--- What the exercise asks ---
Go through the data and retrieve each line that includes the string "horizon".

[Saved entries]
--
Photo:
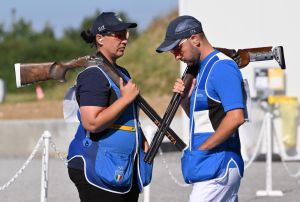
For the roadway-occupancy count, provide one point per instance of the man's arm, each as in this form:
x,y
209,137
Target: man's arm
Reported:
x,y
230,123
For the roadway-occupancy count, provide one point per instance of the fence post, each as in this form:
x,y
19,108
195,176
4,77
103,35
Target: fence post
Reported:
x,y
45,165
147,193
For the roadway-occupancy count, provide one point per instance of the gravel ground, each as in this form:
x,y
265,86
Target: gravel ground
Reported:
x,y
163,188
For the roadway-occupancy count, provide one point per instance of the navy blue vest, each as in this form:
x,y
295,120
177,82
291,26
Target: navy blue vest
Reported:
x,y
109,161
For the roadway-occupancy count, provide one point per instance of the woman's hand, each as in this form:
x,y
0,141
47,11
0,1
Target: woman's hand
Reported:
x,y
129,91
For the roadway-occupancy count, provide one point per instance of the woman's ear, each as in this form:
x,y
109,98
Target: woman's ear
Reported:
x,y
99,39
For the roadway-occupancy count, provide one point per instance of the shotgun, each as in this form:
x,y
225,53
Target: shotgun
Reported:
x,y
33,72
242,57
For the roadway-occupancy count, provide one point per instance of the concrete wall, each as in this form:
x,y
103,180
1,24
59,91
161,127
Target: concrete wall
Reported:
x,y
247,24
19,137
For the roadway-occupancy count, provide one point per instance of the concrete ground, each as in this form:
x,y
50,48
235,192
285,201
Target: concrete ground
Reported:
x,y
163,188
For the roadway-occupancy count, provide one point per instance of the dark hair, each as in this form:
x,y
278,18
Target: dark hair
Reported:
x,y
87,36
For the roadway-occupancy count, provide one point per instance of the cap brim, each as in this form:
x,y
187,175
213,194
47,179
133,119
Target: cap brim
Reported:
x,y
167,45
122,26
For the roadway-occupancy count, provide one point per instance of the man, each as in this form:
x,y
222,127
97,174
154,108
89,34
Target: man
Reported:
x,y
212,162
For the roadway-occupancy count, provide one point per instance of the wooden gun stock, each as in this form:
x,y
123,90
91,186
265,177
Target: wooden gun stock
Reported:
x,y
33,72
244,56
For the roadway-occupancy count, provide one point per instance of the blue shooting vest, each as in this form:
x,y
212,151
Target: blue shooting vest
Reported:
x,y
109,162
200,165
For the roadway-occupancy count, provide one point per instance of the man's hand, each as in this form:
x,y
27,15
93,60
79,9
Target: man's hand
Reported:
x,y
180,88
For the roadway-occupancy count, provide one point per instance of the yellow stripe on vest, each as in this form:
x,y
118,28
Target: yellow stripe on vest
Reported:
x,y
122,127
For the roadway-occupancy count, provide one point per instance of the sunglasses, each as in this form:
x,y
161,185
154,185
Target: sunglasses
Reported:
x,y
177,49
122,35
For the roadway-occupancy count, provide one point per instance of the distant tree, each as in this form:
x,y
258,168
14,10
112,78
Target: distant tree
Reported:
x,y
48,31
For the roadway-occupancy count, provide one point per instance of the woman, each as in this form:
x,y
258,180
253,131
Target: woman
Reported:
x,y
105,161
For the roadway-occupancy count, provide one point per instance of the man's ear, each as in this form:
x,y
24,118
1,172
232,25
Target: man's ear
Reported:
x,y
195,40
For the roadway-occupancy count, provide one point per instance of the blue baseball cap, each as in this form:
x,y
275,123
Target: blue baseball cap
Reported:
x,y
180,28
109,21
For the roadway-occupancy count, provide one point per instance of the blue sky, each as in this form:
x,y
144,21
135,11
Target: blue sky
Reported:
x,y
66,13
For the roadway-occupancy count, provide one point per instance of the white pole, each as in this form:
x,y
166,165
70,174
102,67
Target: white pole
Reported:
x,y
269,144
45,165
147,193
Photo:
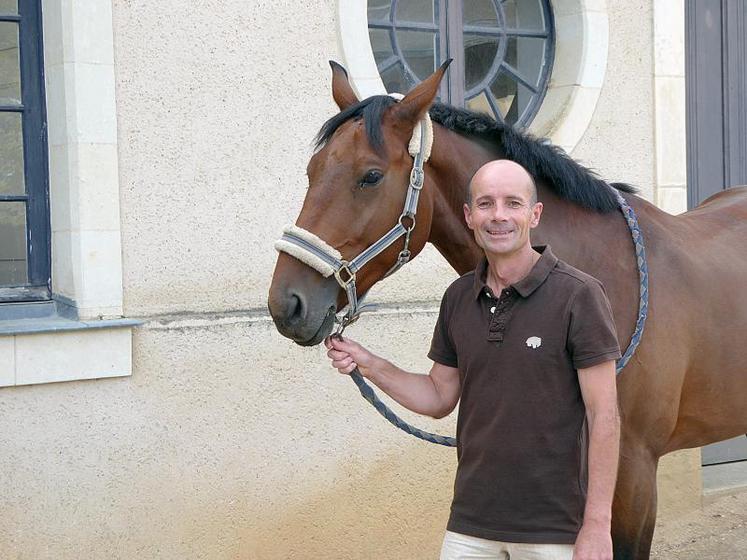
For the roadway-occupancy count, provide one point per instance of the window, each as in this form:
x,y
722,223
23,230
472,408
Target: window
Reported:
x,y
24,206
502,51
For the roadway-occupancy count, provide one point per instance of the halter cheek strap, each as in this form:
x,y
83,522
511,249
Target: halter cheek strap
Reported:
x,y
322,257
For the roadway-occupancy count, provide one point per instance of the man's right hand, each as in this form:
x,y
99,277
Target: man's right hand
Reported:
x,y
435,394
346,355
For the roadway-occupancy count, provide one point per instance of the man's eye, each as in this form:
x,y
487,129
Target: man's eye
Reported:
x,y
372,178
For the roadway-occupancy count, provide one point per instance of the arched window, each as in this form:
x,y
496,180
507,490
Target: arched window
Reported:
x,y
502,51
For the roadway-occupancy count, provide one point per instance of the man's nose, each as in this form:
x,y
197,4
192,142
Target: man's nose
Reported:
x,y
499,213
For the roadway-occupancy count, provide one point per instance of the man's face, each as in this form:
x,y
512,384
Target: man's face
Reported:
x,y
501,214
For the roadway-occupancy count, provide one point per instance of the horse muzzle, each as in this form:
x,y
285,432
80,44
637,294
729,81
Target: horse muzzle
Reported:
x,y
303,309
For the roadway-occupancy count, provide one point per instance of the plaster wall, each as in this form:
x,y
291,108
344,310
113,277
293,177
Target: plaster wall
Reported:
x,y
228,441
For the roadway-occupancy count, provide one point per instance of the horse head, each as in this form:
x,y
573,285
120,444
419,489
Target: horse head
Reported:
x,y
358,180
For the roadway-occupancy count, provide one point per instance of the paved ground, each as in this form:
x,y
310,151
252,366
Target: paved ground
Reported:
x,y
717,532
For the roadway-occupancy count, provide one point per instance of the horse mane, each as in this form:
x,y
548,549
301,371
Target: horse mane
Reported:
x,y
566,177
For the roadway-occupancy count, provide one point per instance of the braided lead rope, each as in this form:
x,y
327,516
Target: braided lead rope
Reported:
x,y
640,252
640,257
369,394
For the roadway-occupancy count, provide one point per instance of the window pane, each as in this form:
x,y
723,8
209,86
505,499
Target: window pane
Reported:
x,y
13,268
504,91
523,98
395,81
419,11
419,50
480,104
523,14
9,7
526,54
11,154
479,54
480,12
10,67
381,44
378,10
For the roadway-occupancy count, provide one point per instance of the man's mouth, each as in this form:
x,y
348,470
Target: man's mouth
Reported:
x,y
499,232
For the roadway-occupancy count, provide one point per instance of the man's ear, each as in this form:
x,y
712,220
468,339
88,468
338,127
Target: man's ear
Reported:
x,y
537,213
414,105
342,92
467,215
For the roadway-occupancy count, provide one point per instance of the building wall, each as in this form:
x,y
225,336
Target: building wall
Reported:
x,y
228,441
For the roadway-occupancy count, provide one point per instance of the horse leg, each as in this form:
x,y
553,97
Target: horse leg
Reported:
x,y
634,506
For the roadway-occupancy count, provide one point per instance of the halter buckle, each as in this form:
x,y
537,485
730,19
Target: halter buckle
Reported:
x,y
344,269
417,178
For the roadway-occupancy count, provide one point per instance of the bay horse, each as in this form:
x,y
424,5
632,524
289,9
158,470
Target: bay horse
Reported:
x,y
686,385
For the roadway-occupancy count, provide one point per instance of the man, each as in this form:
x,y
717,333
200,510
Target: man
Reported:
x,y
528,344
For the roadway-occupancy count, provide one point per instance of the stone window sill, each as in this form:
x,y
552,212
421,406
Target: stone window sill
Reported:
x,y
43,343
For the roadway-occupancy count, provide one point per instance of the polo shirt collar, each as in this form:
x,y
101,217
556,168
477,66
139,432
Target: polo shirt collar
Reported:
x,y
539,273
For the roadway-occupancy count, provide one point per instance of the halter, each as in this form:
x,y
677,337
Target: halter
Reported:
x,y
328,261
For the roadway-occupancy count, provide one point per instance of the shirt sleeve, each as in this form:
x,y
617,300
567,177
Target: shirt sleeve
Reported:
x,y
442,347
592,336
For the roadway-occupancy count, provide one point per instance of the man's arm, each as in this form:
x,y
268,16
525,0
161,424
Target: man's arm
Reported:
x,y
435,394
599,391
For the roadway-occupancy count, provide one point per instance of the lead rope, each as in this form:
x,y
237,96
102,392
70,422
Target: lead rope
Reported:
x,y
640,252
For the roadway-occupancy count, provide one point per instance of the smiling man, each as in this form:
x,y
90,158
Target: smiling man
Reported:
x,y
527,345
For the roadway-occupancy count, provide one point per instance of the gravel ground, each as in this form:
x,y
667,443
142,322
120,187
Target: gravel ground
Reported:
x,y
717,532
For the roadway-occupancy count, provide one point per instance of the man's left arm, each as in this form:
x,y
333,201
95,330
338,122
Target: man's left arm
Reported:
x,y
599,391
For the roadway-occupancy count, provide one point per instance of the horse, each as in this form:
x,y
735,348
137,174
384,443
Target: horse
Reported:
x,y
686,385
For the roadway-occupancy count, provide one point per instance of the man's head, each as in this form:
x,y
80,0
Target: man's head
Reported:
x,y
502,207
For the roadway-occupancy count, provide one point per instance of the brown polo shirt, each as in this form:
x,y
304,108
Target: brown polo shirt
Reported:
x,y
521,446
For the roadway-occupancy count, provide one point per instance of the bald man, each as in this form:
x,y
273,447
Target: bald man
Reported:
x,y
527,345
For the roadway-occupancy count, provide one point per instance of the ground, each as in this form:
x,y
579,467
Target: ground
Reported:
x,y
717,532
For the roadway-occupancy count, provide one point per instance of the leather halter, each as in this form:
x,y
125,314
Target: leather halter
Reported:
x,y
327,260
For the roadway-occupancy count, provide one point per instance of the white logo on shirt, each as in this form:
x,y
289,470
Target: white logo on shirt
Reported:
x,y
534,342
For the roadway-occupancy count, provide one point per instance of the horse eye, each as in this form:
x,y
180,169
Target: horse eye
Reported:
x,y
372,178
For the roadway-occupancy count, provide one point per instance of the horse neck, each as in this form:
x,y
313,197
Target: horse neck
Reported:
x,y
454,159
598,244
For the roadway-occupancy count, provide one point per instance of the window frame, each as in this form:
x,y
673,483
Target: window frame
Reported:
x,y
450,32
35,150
--
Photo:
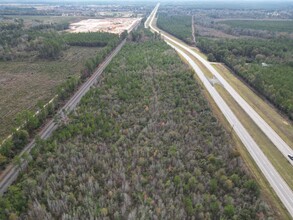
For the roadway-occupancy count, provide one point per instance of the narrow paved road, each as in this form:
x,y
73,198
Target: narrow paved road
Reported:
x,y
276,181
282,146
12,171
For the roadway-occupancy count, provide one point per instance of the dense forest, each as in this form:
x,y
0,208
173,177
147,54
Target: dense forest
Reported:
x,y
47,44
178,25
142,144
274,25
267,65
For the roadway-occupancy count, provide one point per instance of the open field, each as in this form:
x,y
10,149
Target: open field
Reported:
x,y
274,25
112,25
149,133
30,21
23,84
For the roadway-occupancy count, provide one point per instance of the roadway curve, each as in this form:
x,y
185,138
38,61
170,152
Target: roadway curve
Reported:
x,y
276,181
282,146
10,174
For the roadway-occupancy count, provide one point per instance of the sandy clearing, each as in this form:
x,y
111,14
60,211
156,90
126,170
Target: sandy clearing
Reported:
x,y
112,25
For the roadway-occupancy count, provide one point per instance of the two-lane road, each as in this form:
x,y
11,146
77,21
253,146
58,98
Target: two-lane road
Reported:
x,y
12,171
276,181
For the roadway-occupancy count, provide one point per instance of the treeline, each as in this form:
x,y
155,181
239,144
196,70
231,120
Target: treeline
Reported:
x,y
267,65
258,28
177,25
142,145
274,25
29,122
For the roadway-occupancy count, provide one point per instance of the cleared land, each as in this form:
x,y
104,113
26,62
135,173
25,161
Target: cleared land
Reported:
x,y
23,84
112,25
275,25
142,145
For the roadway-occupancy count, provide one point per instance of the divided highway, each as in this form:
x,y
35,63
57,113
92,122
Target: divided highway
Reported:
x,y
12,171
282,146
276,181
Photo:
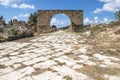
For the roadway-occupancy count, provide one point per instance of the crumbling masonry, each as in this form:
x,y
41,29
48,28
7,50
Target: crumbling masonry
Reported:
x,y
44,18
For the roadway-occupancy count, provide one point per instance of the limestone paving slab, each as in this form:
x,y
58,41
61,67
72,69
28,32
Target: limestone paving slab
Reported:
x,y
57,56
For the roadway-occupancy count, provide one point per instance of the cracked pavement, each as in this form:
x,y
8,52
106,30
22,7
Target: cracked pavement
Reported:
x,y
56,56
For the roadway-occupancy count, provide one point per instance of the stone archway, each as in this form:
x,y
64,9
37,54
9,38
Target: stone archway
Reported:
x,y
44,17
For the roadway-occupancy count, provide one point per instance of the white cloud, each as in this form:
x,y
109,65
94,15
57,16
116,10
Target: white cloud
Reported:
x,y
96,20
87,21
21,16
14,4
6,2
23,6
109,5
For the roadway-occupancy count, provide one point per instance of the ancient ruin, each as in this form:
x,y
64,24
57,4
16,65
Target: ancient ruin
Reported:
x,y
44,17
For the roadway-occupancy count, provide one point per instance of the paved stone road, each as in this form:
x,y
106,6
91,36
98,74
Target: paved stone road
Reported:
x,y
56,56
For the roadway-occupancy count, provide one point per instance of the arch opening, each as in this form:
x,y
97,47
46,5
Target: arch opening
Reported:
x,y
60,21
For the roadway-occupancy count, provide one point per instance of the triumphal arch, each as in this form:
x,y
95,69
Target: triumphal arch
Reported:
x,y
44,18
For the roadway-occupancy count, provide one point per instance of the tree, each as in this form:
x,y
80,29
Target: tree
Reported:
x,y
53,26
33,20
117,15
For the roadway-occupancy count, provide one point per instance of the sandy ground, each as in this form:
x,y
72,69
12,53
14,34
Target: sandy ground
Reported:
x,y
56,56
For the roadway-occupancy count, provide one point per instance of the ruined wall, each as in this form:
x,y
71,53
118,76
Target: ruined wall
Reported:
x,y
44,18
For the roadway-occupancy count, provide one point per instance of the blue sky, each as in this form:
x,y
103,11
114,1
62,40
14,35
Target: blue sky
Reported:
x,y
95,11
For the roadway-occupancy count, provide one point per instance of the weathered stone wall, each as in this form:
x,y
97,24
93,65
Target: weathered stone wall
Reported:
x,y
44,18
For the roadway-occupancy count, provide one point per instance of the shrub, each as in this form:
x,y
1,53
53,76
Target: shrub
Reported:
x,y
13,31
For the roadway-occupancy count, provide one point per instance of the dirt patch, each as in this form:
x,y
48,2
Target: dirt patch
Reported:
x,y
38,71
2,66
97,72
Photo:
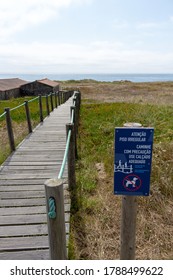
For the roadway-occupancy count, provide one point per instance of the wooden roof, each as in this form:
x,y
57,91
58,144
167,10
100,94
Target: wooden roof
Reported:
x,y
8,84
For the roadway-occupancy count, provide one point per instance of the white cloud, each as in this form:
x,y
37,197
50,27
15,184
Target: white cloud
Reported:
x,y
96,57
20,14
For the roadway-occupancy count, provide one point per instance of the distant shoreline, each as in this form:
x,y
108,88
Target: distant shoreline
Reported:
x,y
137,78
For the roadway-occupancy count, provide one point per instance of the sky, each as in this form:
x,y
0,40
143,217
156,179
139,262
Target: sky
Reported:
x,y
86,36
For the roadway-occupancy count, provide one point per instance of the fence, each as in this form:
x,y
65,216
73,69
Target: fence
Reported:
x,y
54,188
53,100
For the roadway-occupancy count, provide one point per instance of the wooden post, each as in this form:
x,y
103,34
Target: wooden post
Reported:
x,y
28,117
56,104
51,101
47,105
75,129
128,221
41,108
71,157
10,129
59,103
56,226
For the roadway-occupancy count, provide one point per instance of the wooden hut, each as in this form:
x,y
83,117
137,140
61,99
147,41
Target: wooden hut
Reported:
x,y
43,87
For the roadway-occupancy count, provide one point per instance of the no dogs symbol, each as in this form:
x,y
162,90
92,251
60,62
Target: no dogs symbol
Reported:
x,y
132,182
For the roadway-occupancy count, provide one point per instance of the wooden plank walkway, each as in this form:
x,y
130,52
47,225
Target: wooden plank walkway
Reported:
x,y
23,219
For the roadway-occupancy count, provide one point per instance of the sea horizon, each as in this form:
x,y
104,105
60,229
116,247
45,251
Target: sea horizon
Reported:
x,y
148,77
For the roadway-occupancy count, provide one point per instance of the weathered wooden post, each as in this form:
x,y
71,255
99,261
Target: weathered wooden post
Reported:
--
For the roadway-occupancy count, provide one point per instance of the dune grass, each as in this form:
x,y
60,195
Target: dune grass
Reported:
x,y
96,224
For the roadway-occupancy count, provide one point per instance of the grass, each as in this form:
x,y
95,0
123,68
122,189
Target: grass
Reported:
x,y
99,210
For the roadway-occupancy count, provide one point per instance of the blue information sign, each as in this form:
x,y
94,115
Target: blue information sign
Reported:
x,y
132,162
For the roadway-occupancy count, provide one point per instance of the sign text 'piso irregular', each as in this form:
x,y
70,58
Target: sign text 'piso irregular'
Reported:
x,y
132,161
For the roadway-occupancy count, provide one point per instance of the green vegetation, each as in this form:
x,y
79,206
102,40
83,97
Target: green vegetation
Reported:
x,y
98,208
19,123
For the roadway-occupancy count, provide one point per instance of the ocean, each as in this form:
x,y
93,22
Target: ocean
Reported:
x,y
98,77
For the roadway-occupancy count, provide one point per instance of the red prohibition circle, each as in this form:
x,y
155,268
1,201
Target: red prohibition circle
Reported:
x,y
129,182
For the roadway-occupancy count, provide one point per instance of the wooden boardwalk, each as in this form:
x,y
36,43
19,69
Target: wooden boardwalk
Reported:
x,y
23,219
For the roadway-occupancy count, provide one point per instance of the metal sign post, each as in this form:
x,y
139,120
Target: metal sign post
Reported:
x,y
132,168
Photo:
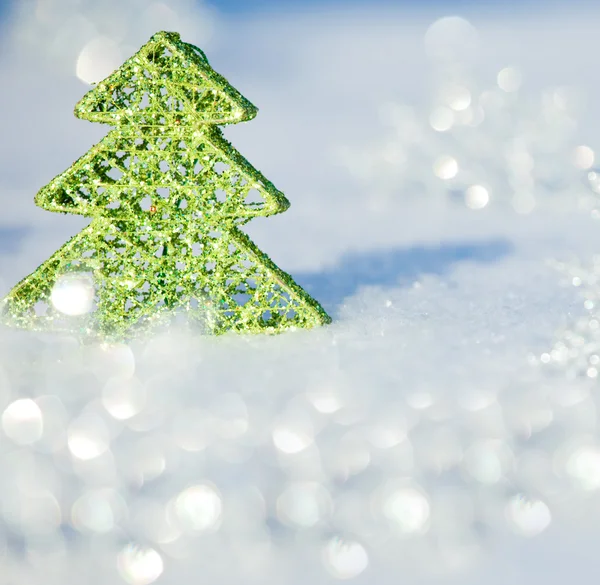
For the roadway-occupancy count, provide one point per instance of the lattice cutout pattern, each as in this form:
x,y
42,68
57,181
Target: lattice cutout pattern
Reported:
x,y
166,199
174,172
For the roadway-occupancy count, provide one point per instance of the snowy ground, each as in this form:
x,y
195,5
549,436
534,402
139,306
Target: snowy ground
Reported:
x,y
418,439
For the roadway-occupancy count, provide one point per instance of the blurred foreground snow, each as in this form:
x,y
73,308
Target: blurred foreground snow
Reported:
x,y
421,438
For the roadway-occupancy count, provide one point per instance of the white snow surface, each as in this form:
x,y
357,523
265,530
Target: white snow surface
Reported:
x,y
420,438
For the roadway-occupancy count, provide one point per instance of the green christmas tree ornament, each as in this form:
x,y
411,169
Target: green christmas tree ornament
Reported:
--
--- Written solution ---
For the roadway-occupancy count, provide one point per instance of the sea horizon, each as in this form:
Target: sea horizon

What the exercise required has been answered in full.